» STATED PROBLEM: Print the data exactly as it is given, please.

» RECORDS SUPPLIED:

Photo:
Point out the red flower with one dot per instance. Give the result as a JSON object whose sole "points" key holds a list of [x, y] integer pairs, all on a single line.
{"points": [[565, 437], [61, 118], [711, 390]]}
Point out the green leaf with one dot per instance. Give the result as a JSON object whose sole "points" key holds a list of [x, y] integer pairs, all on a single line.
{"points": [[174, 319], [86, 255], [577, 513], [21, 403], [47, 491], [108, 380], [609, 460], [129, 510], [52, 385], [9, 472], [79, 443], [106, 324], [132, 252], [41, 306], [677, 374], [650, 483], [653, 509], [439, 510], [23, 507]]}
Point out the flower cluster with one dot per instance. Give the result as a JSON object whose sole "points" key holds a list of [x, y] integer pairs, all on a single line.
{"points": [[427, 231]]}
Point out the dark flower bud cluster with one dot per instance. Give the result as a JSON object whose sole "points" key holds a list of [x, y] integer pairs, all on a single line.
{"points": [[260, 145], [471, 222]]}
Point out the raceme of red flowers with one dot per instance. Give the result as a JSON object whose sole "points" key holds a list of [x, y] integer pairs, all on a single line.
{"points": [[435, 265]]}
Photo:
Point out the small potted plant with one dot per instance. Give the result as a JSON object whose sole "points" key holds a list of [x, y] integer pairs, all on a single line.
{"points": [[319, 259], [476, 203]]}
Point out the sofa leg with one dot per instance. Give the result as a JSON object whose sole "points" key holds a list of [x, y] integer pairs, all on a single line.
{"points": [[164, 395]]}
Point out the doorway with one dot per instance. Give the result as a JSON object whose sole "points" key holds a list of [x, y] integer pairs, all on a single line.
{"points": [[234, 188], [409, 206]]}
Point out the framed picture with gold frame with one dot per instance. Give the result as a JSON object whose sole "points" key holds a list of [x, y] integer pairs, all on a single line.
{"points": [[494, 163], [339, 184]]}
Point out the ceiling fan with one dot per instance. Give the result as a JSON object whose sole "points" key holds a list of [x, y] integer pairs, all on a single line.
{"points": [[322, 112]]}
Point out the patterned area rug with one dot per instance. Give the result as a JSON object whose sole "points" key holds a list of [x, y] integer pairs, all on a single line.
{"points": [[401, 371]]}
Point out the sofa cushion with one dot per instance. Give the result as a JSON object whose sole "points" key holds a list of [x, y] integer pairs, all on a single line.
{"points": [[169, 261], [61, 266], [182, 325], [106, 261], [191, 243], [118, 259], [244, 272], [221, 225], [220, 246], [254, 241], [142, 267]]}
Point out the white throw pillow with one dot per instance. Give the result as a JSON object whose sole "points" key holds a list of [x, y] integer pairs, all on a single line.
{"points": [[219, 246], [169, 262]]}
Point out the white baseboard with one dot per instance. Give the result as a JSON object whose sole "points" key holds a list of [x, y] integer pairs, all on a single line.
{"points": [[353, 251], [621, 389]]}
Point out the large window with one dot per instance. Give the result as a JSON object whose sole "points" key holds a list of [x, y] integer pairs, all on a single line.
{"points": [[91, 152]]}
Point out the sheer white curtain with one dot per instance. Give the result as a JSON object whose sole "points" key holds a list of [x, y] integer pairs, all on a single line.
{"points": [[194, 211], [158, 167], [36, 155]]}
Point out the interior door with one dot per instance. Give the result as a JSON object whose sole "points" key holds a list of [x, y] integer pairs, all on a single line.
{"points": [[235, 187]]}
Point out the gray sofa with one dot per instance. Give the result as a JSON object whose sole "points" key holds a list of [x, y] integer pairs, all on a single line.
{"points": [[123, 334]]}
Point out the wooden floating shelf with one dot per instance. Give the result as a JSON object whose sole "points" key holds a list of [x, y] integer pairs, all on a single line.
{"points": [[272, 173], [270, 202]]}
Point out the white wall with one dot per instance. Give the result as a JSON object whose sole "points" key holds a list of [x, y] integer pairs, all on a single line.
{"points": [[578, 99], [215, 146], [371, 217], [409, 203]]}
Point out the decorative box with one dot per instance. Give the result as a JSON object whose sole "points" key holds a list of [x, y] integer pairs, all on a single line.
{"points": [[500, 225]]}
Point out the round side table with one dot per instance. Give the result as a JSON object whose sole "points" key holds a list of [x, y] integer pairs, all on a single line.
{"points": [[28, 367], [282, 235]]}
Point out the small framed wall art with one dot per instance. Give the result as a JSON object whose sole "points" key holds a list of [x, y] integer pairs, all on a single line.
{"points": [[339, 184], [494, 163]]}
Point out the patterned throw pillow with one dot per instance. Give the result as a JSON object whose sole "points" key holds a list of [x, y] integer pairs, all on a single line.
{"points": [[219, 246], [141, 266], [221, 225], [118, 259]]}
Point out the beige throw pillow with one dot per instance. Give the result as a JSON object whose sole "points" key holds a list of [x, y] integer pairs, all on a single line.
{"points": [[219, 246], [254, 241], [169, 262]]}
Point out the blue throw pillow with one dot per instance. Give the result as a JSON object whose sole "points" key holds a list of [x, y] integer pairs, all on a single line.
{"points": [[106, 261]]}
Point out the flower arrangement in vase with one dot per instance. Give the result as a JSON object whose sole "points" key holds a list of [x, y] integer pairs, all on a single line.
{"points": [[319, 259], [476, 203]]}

» ANSWER IN FULL:
Photo:
Point out the red flower with one dot per instance. Give the result as a JSON object whose sole "points" key holds a list of [x, y] integer pairs, all on a single line.
{"points": [[565, 437], [61, 118], [711, 390]]}
Point out the green leaf with one dot per instance. Give the result as a JSON object whose sole "points" key holds a list of [x, y] integer pairs, all on a single line.
{"points": [[174, 319], [86, 255], [577, 513], [21, 403], [47, 491], [108, 380], [609, 460], [129, 510], [52, 385], [9, 472], [79, 443], [106, 324], [132, 252], [41, 306], [677, 374], [650, 483], [653, 509], [439, 510], [23, 507]]}
Point out the flower cluster with one dot per instance. Give the result as a JSON object whose sole "points" key holds a list of [x, y] integer pairs, all on a single line.
{"points": [[427, 231]]}
Point out the dark flower bud cluster with one dot per instance. Give the result as a JSON object whose sole "points" key holds a list of [x, y] integer pairs, all on a single line.
{"points": [[260, 145], [471, 222]]}
Point out the raceme of red flowers with one dot per instance. Give the result as a JSON object whose sole "points" key holds a list of [x, y] integer pairs, all on a single line.
{"points": [[435, 265]]}
Photo:
Point out the small potted plant with one dot per instance. Give the result as a JSON object whose sole "points" key holds a list of [x, y] integer pairs, all on a single line.
{"points": [[319, 259], [476, 203]]}
Point out the sofa leg with one dot per instance. Give the result as a JSON object whose sole "points" key holds a list of [x, y] integer pairs, all on a single line.
{"points": [[164, 395]]}
Point out the doorway with one dot per instance. Give the result as a JSON object whose sole "points" key holds a list of [x, y] integer pairs, all on a single line.
{"points": [[234, 188], [409, 206]]}
Point out the framed picture with gold frame with one dot per instance. Give the result as a JSON object whose sole "points" key holds a list of [x, y] integer pairs, all on a single line.
{"points": [[494, 163], [339, 184]]}
Point out the ceiling fan with one dot per instance. Give the result as a JSON object whose sole "points" key holds a list of [x, y] integer pairs, all on a single line.
{"points": [[322, 112]]}
Point out the patterned area rug with one dot per instance. Give the result as a JSON object whose sole "points" key holds a list of [x, y] integer pairs, all on a single line.
{"points": [[401, 371]]}
Point out the sofa cushion with one dot per instance. Give the result as a JSON object whose sole "points" key holds a list of [x, y] integer pairs, all on a single line.
{"points": [[169, 261], [61, 266], [182, 325], [106, 261], [191, 243], [118, 259], [244, 272], [221, 225], [220, 246], [254, 241], [142, 267]]}
Point out the white throw pillow with one dot per instance. Give the result as a JSON object whose sole "points" key holds a list of [x, y] integer pairs, all on a single line.
{"points": [[219, 246], [169, 262]]}
Point out the white baseboard with one dot per instance. Give the result as a JSON object whose sole "points" key holds a list of [x, y] integer pairs, all on a single line.
{"points": [[353, 251], [621, 389]]}
Point out the large window with one dot per instance. Give the result as a JSON object whose sole "points" key holds a list of [x, y] integer pairs, all on a single line.
{"points": [[91, 152]]}
Point out the sheer white curtain with one dot per instance. Give the result as a JSON object whose sole "points" key holds a list of [x, y] integer pairs, all on a single line.
{"points": [[194, 211], [158, 167], [36, 155]]}
Point out the interior door with one dot per instance. Give the result as a JSON object whose sole "points" key holds a list of [x, y] integer pairs, all on a single line.
{"points": [[235, 187]]}
Point out the gray sofa with one dot per instance. Give the result as a JSON object whose sole "points" key holds a list of [x, y] integer pairs, all on a single line.
{"points": [[123, 334]]}
Point out the wooden floating shelf with one dot per instance. Give the result as a JSON object whose sole "points" key holds a list of [x, y] integer pairs, all on a single line.
{"points": [[272, 173], [270, 202]]}
Point out the white wall with one dot per instance. Give the result as a JSON object whose sole "points" key holds a list of [x, y] integer pairs, all on a single line.
{"points": [[578, 99], [215, 146], [371, 217], [409, 203]]}
Point out the decorative box with one dot per instance. Give the result as a JSON object whose sole "points" key holds a list of [x, y] integer pairs, all on a single line.
{"points": [[500, 225]]}
Point out the round side table with one dot per instance. Give the result as a JSON object whose sole "points" key holds a list of [x, y] integer pairs, all on a single line.
{"points": [[28, 367], [282, 235]]}
Point out the small framed wall art with one dot per instance. Give the result as a JSON object whose sole "points" key holds a list of [x, y] integer pairs, all on a single line.
{"points": [[339, 184], [494, 163]]}
Point out the patterned throw pillow with one dot per instance. Give the result as a JSON object whose sole "points" key holds a list of [x, y] integer pairs, all on a single line.
{"points": [[219, 246], [141, 266], [221, 225], [118, 259]]}
Point out the beige throw pillow with one dot per instance. Give the result as a JSON object whose sole "points" key holds a list of [x, y] integer pairs, all on a single line.
{"points": [[219, 246], [254, 241], [169, 262]]}
Point out the blue throw pillow with one dot per instance. Give the result as a JSON object whose sole "points" key holds a list of [x, y] integer pairs, all on a single line.
{"points": [[106, 261]]}
Point out the flower arrangement in vase with one dot per instance. Give the result as a JSON object whose sole "points" key holds a list of [x, y] integer pairs, all on a single line.
{"points": [[319, 259], [476, 203]]}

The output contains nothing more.